— To do —
Transcribe the records below verbatim, starting at their beginning and ending with the line that contains "point(290, 169)". Include both ends, and leave the pictures out of your answer.
===== Items =====
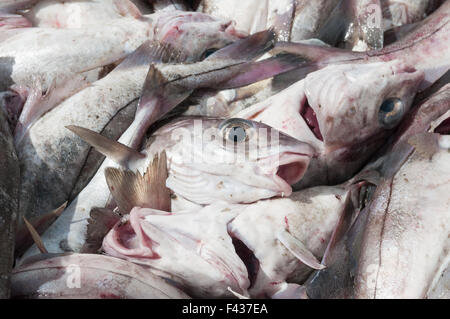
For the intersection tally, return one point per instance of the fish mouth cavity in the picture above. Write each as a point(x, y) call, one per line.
point(247, 256)
point(290, 170)
point(310, 118)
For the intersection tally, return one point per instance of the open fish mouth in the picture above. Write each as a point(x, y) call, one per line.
point(248, 258)
point(310, 118)
point(290, 169)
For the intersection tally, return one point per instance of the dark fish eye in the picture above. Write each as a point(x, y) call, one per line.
point(391, 112)
point(237, 134)
point(236, 130)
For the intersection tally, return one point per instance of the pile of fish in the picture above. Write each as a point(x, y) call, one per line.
point(217, 149)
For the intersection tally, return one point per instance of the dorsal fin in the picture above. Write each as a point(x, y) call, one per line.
point(120, 153)
point(131, 189)
point(23, 236)
point(36, 238)
point(100, 222)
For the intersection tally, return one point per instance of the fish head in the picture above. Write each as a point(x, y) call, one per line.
point(344, 111)
point(191, 248)
point(234, 160)
point(351, 103)
point(210, 33)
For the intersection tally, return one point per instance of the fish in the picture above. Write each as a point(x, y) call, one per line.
point(382, 254)
point(441, 289)
point(357, 24)
point(398, 13)
point(330, 104)
point(94, 107)
point(79, 14)
point(45, 71)
point(88, 276)
point(9, 191)
point(201, 170)
point(227, 255)
point(426, 48)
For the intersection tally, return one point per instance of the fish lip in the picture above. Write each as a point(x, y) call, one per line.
point(289, 162)
point(310, 117)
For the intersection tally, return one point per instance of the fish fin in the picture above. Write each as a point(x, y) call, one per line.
point(425, 144)
point(311, 53)
point(252, 72)
point(299, 250)
point(38, 103)
point(131, 189)
point(159, 91)
point(152, 52)
point(290, 291)
point(23, 236)
point(35, 235)
point(120, 153)
point(248, 48)
point(346, 219)
point(127, 8)
point(237, 295)
point(352, 22)
point(100, 222)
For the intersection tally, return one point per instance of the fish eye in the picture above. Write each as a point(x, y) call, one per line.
point(391, 112)
point(208, 52)
point(236, 130)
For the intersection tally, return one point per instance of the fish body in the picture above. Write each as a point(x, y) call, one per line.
point(202, 170)
point(52, 157)
point(329, 105)
point(398, 246)
point(9, 187)
point(88, 276)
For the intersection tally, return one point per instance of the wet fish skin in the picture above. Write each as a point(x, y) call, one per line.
point(51, 155)
point(9, 190)
point(77, 14)
point(88, 276)
point(426, 48)
point(216, 172)
point(344, 98)
point(213, 264)
point(357, 25)
point(390, 230)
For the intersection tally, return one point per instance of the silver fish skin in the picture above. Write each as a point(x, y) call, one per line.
point(52, 157)
point(406, 242)
point(398, 245)
point(355, 25)
point(441, 289)
point(307, 218)
point(46, 71)
point(78, 14)
point(310, 17)
point(86, 276)
point(195, 164)
point(401, 12)
point(427, 48)
point(9, 190)
point(225, 250)
point(160, 96)
point(198, 236)
point(329, 105)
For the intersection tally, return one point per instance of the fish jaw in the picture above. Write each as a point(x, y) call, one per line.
point(309, 215)
point(200, 257)
point(204, 171)
point(408, 229)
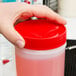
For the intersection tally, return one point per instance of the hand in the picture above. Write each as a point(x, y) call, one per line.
point(10, 12)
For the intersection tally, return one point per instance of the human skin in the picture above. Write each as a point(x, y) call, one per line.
point(10, 12)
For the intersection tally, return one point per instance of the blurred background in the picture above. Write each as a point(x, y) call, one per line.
point(65, 8)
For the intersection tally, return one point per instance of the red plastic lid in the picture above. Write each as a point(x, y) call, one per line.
point(42, 34)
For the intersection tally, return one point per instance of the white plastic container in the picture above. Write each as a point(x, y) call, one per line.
point(44, 52)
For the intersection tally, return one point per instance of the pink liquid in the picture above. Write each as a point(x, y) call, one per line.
point(43, 67)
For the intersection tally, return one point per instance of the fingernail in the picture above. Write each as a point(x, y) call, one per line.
point(20, 43)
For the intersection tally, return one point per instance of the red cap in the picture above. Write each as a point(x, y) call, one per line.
point(42, 34)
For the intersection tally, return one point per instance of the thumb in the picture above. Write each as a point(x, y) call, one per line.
point(7, 29)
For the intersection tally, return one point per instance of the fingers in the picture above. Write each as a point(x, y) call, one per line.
point(9, 32)
point(41, 11)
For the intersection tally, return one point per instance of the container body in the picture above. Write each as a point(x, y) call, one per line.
point(40, 63)
point(67, 8)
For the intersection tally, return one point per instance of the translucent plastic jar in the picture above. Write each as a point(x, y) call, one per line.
point(44, 52)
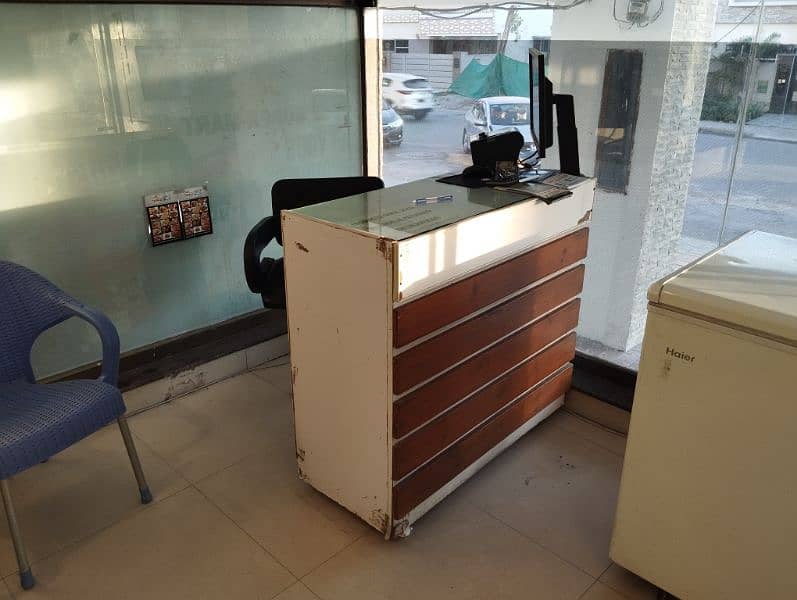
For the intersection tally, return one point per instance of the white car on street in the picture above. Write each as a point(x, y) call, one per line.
point(408, 94)
point(497, 114)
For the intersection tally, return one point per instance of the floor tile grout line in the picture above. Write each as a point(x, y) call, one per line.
point(307, 587)
point(346, 547)
point(247, 534)
point(535, 542)
point(74, 543)
point(589, 441)
point(271, 383)
point(592, 585)
point(593, 423)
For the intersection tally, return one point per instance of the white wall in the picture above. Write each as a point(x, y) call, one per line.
point(634, 235)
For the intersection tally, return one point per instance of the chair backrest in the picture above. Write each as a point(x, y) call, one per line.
point(29, 304)
point(287, 194)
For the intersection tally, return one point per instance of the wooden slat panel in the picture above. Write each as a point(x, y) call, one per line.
point(431, 477)
point(428, 401)
point(423, 316)
point(437, 354)
point(421, 445)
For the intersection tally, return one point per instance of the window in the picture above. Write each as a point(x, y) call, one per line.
point(543, 44)
point(751, 3)
point(471, 46)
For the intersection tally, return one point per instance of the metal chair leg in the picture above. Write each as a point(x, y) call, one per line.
point(146, 495)
point(25, 575)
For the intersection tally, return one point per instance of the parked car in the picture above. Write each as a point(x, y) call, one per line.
point(392, 126)
point(408, 94)
point(496, 114)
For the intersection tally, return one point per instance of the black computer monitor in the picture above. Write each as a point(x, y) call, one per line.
point(541, 103)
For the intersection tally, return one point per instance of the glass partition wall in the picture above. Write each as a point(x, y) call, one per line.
point(687, 117)
point(102, 104)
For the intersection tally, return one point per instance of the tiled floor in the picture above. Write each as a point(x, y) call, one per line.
point(231, 519)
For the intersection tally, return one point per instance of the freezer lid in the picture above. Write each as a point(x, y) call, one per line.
point(751, 282)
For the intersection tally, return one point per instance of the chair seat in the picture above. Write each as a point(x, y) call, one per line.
point(38, 421)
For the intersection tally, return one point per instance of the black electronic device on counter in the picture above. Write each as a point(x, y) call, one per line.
point(543, 101)
point(487, 150)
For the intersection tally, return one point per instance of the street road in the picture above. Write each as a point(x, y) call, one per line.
point(764, 193)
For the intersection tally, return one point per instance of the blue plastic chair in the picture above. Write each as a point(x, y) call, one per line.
point(38, 421)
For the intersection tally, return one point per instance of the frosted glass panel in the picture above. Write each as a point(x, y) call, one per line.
point(102, 104)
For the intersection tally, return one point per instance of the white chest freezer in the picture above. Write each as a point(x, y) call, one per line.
point(708, 498)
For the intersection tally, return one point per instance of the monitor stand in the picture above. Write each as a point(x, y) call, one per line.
point(536, 175)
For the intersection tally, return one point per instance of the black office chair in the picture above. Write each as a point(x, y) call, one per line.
point(266, 276)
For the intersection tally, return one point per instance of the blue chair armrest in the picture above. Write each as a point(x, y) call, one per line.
point(108, 336)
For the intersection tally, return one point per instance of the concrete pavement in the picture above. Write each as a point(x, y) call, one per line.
point(775, 128)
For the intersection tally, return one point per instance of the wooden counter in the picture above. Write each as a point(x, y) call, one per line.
point(426, 339)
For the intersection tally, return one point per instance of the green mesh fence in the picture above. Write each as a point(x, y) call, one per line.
point(504, 76)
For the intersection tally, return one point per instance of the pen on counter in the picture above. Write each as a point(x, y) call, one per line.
point(433, 199)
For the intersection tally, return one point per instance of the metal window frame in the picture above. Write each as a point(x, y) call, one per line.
point(358, 4)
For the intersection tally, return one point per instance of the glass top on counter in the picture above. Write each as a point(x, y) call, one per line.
point(394, 214)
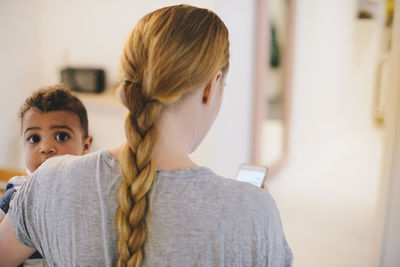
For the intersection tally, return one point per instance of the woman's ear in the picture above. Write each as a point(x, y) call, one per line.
point(87, 144)
point(211, 87)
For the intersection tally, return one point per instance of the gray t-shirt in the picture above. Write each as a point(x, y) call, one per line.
point(66, 211)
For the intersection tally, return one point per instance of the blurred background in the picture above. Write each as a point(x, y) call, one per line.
point(312, 92)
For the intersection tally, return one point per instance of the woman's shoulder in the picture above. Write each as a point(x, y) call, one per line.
point(75, 169)
point(231, 194)
point(77, 163)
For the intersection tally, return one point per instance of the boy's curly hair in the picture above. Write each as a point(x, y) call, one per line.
point(57, 98)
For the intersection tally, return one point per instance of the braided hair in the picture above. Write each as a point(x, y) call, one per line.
point(169, 52)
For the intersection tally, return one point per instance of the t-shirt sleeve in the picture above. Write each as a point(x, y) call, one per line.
point(22, 211)
point(5, 199)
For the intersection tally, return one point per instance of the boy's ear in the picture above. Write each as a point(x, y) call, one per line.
point(87, 144)
point(210, 88)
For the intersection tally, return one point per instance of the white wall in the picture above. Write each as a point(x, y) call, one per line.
point(20, 70)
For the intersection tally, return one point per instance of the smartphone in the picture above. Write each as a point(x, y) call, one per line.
point(253, 174)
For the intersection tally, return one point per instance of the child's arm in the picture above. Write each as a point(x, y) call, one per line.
point(12, 252)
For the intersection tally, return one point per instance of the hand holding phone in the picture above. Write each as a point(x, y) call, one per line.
point(253, 174)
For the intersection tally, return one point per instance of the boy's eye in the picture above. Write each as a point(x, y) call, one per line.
point(33, 139)
point(62, 137)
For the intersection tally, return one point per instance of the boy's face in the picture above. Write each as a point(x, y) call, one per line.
point(45, 135)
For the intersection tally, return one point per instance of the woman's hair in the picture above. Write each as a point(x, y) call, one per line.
point(170, 52)
point(56, 98)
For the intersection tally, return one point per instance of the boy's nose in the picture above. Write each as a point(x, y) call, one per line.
point(47, 149)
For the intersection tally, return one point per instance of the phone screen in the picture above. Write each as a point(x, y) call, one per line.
point(254, 177)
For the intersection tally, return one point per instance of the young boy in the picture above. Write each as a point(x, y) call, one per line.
point(53, 122)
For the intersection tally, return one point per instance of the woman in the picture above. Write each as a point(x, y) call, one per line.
point(147, 203)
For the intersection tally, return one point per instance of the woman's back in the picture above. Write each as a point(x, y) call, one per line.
point(196, 218)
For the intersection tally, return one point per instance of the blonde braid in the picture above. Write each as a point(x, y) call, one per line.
point(170, 52)
point(139, 174)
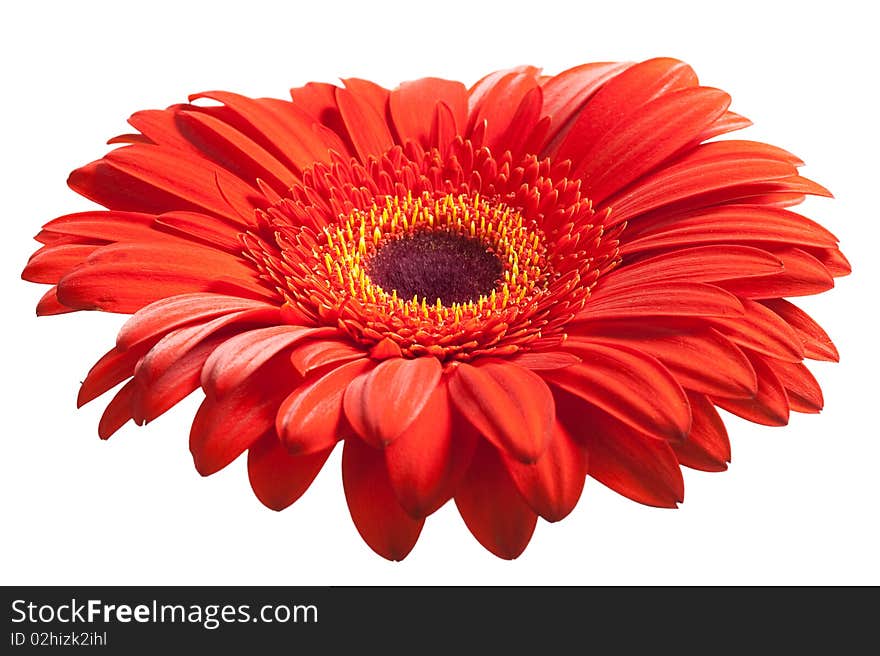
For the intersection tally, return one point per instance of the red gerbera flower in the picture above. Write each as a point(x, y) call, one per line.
point(487, 294)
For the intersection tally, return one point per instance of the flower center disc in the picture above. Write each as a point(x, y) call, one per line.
point(435, 265)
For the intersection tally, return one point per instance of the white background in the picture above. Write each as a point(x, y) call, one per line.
point(798, 505)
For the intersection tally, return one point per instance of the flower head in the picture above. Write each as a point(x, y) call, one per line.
point(486, 294)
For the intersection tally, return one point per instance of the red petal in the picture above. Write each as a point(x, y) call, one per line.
point(833, 260)
point(621, 98)
point(278, 478)
point(628, 384)
point(492, 507)
point(240, 356)
point(478, 93)
point(627, 461)
point(167, 314)
point(289, 137)
point(664, 299)
point(126, 277)
point(499, 106)
point(380, 519)
point(659, 130)
point(114, 367)
point(367, 129)
point(170, 372)
point(817, 345)
point(193, 181)
point(109, 226)
point(694, 176)
point(314, 354)
point(803, 275)
point(381, 404)
point(200, 227)
point(701, 360)
point(49, 304)
point(429, 458)
point(522, 125)
point(51, 263)
point(707, 447)
point(761, 330)
point(224, 428)
point(544, 360)
point(234, 150)
point(117, 413)
point(511, 406)
point(770, 405)
point(413, 104)
point(311, 418)
point(552, 486)
point(726, 224)
point(566, 93)
point(802, 389)
point(161, 128)
point(695, 264)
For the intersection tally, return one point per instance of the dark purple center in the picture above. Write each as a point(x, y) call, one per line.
point(432, 265)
=====
— Written answer —
For the intersection tally, return one point per instance of the fish mouth cavity in the picture above. Write each as a point(x, y) call, one per line.
point(247, 256)
point(290, 170)
point(310, 118)
For the intersection tally, return one point per instance of the open fish mouth in the picture above. Write each as a point(x, y) call, one per line.
point(248, 258)
point(310, 118)
point(290, 169)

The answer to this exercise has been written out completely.